=== Exercise aim ===
Return exactly the lines that run from the one with "[spot] the treeline, one" to the last line of the entries below, both included, and nothing else.

=== Exercise data ===
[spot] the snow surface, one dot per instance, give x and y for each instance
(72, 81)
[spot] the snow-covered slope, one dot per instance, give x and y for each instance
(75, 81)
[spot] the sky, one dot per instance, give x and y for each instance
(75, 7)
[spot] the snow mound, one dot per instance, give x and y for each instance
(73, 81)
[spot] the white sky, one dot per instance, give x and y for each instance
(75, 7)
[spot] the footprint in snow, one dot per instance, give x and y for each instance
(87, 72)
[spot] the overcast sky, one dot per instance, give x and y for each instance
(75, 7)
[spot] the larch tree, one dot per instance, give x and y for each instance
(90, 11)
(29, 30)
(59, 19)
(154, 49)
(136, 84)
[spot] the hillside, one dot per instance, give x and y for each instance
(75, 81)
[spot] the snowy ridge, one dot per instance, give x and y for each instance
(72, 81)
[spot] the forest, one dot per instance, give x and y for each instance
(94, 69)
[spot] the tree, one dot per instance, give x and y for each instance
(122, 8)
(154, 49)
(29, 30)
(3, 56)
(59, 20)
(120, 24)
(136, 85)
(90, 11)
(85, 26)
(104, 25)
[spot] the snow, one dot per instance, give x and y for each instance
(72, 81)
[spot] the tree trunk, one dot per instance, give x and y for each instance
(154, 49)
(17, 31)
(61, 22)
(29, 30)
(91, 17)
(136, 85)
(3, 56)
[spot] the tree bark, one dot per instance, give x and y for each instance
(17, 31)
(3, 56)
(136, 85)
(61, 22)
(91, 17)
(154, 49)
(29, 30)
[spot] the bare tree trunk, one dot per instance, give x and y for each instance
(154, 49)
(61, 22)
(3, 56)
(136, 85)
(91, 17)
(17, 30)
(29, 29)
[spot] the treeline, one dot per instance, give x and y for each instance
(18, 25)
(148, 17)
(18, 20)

=== Task solution ===
[spot] the treeline, one dot per instance, give x and y for each instance
(18, 25)
(148, 17)
(18, 20)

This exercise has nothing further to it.